Exercise directions: Only the lines containing the string "wing" are needed; copy all of them from the listing.

Record excerpts:
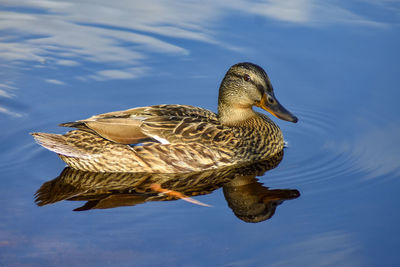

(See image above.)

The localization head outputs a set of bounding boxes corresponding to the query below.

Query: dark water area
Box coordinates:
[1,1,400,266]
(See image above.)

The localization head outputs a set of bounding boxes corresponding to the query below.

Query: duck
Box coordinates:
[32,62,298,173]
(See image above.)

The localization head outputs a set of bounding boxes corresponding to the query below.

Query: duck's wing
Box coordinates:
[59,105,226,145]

--

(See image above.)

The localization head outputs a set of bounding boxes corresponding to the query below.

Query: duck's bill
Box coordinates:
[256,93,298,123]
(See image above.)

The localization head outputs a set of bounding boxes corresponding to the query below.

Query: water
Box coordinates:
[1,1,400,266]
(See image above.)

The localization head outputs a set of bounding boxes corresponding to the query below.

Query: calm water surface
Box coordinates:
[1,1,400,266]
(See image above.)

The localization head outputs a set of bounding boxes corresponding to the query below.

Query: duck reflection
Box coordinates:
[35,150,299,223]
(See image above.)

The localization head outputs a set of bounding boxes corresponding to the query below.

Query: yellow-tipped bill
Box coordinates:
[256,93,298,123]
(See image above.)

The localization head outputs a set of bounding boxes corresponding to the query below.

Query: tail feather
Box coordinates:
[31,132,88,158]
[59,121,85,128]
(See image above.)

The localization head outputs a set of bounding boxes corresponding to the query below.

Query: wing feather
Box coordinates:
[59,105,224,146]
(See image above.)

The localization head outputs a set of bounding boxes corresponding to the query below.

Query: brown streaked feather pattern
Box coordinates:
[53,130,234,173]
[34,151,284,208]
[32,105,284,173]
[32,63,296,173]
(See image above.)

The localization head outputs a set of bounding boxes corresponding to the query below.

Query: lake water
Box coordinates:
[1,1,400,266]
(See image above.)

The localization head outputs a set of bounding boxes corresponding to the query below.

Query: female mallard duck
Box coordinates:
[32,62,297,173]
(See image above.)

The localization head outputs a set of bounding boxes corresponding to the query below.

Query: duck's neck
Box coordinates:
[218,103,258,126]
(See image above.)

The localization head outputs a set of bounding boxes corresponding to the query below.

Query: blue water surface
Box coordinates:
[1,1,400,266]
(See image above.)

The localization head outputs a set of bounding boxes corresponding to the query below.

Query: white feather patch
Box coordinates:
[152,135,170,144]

Exercise solution:
Query: duck's wing
Query: wing feather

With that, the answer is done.